Below are the records; return every line from the one that contains "Hi there — would you mind identifying the open" to the last, exactly, skipping the pictures.

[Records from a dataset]
□ □ □ □

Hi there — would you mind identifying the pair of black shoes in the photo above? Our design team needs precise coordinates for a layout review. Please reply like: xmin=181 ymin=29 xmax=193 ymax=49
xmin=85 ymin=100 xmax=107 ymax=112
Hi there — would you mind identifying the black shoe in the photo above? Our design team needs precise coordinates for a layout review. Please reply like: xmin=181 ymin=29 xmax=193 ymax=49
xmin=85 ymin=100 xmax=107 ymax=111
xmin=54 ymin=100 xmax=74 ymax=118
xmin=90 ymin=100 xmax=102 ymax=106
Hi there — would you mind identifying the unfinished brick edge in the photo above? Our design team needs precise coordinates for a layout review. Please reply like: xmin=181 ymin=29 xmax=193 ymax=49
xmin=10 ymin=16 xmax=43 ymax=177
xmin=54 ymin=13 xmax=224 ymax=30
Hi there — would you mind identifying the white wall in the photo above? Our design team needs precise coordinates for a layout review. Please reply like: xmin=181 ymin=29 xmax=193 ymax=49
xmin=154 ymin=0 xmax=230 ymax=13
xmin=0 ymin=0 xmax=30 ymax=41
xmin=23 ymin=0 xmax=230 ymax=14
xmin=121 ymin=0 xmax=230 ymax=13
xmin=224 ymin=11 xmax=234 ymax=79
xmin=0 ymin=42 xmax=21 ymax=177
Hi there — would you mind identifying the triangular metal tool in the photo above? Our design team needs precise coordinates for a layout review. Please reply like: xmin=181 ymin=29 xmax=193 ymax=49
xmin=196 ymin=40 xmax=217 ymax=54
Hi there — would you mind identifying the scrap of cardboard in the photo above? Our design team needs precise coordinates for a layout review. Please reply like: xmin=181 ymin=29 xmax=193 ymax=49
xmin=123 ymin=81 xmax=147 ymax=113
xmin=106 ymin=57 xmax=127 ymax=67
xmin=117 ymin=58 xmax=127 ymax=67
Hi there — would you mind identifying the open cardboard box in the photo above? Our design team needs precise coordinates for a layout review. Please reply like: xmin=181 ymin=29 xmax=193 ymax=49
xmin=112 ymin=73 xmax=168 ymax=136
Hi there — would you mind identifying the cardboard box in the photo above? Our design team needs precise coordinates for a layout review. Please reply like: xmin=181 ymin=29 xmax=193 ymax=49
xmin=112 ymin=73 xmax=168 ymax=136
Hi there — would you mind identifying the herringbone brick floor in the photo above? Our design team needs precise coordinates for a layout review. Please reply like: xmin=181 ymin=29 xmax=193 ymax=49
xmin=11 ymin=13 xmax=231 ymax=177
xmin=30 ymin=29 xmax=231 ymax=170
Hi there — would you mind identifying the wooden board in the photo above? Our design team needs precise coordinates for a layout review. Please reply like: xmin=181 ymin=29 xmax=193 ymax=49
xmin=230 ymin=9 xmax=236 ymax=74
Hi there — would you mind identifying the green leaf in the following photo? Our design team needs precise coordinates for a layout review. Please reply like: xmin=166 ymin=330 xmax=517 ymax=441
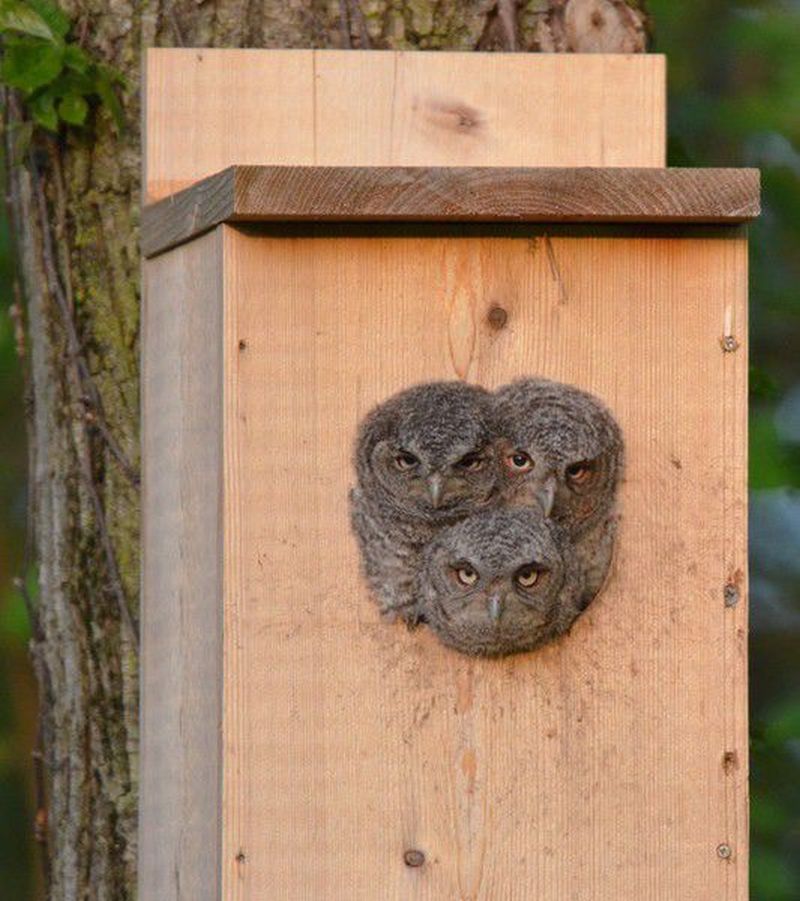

□ □ □ □

● **Response to this task**
Hi there — would you mind identifying the open cardboard box in the photo above? Our design team needs precise coordinates for a layout review. Please reply like: xmin=181 ymin=29 xmax=193 ymax=49
xmin=112 ymin=73 xmax=168 ymax=136
Hi there — would you mind identifying the cardboard box in the photo above? Our design team needs precise coordinates for a layout review. Please reply like: xmin=181 ymin=29 xmax=193 ymax=49
xmin=112 ymin=73 xmax=168 ymax=136
Hi there — would you mind identifying the herringbone brick floor in the photo above? Our design team needs precise coordinates for a layout review. Please reply like: xmin=181 ymin=29 xmax=193 ymax=49
xmin=11 ymin=13 xmax=231 ymax=177
xmin=30 ymin=29 xmax=231 ymax=170
Hi there — would you mind identifying the wooden board in the photo above? Our design team needs precise coordinates for a layout review. Please reply like: xmin=181 ymin=29 xmax=193 ymax=49
xmin=230 ymin=9 xmax=236 ymax=74
Hi there — would you mind identifying the green leaf in the following photo? Our design team needs precise coordinates for a layout review. Please reply like: xmin=166 ymin=330 xmax=517 ymax=441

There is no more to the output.